EXTRACTED ENTRIES START

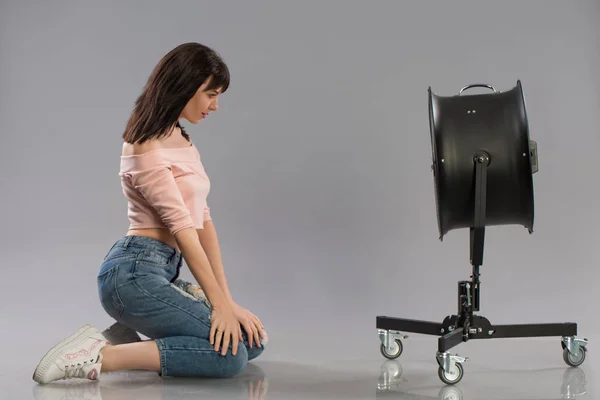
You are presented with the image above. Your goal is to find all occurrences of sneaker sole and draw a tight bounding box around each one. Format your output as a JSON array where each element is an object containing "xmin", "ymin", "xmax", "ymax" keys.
[{"xmin": 32, "ymin": 324, "xmax": 98, "ymax": 384}]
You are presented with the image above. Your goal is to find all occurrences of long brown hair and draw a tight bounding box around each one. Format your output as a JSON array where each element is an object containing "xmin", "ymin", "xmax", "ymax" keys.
[{"xmin": 122, "ymin": 42, "xmax": 230, "ymax": 144}]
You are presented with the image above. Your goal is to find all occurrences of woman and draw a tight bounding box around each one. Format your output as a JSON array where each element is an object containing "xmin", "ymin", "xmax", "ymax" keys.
[{"xmin": 33, "ymin": 42, "xmax": 267, "ymax": 384}]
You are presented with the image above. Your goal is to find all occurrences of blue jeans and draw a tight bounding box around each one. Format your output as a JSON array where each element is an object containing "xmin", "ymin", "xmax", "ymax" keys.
[{"xmin": 96, "ymin": 235, "xmax": 265, "ymax": 378}]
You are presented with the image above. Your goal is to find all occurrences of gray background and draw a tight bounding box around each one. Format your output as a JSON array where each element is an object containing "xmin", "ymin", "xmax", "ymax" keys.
[{"xmin": 1, "ymin": 0, "xmax": 598, "ymax": 379}]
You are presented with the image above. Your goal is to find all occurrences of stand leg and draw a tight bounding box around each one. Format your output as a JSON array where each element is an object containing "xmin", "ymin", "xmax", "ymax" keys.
[
  {"xmin": 376, "ymin": 316, "xmax": 443, "ymax": 336},
  {"xmin": 438, "ymin": 327, "xmax": 464, "ymax": 353},
  {"xmin": 487, "ymin": 322, "xmax": 577, "ymax": 339}
]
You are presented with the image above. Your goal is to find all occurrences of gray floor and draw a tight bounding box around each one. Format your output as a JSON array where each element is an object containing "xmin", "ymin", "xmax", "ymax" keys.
[{"xmin": 3, "ymin": 330, "xmax": 595, "ymax": 400}]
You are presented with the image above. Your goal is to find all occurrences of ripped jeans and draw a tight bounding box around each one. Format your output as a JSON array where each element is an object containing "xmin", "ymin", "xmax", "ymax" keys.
[{"xmin": 97, "ymin": 235, "xmax": 266, "ymax": 378}]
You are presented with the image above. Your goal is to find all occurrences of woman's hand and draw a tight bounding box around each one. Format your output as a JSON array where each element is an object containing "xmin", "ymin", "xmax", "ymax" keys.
[
  {"xmin": 210, "ymin": 303, "xmax": 240, "ymax": 356},
  {"xmin": 174, "ymin": 228, "xmax": 240, "ymax": 356},
  {"xmin": 232, "ymin": 303, "xmax": 265, "ymax": 348}
]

EXTRACTED ENTRIES END

§ **GOAL OF THE EXERCISE**
Copy all the entries above exactly as they stand, except for the pictures.

§ **SOLUTION FOR THIS TASK**
You are presented with the image above. Your goal is to find all occurrences of sneaker sole and draw a tight bounding box around each one. Format your output as a JSON array where each element is an object containing "xmin", "ymin", "xmax", "ymax" keys.
[{"xmin": 32, "ymin": 324, "xmax": 98, "ymax": 384}]
You are presented with the image above. Your goal is to find all occurrences of long brown hair and draw a tight bounding box around each one. Format your output as a JSON array where each element is an object containing "xmin", "ymin", "xmax", "ymax" keys.
[{"xmin": 122, "ymin": 42, "xmax": 230, "ymax": 144}]
You are presented with the image above. Your goal is to find all occurrences of woman and draw a tight bounding box around each one. Format your output as a JSON array where each element is an object containing "xmin", "ymin", "xmax", "ymax" keys.
[{"xmin": 33, "ymin": 42, "xmax": 267, "ymax": 384}]
You are presented with the image above. Your goal is to find all occurrences of blue jeans and draw a tight bounding box around each one. Format your output as a JSON array where each element is an object containing "xmin", "ymin", "xmax", "ymax" keys.
[{"xmin": 96, "ymin": 235, "xmax": 265, "ymax": 378}]
You are presented with the image above. Your goal is to find all occurrences of gray background and draw a tight bounding box around each one. Format your output as a JSON array where each element is an object containing "xmin", "ymin", "xmax", "ymax" keys.
[{"xmin": 1, "ymin": 0, "xmax": 598, "ymax": 379}]
You are presented with the image above. Your goal is to find all occurrences of stand leg and draw a tight bounding box around each one. Format your output as a JSON array where each element is an object containing "xmin", "ymin", "xmax", "ymax" keys.
[
  {"xmin": 376, "ymin": 316, "xmax": 443, "ymax": 336},
  {"xmin": 438, "ymin": 327, "xmax": 464, "ymax": 353},
  {"xmin": 487, "ymin": 322, "xmax": 577, "ymax": 339}
]
You are presented with the image above. Your goal is to find all occurrences of gray floor and draw a tight bounding box around each one. Format your output as a JSON array where each element is an object containing "xmin", "ymin", "xmax", "ymax" keys.
[{"xmin": 3, "ymin": 330, "xmax": 595, "ymax": 400}]
You are presented with the image above. Your goal is to find all occurrences of ripped jeans and draw a tight bounding box around each one. Format your output as a JSON array where each element is an object containing "xmin", "ymin", "xmax", "ymax" keys.
[{"xmin": 97, "ymin": 235, "xmax": 266, "ymax": 378}]
You are presented with the image above. Your goal is to find all occurrences of woman's hand and draw a tight bounding box around each one. Format your output as a JSON array where each element is an object containing "xmin", "ymin", "xmax", "ymax" keys.
[
  {"xmin": 210, "ymin": 303, "xmax": 240, "ymax": 356},
  {"xmin": 174, "ymin": 228, "xmax": 240, "ymax": 356},
  {"xmin": 232, "ymin": 303, "xmax": 265, "ymax": 348}
]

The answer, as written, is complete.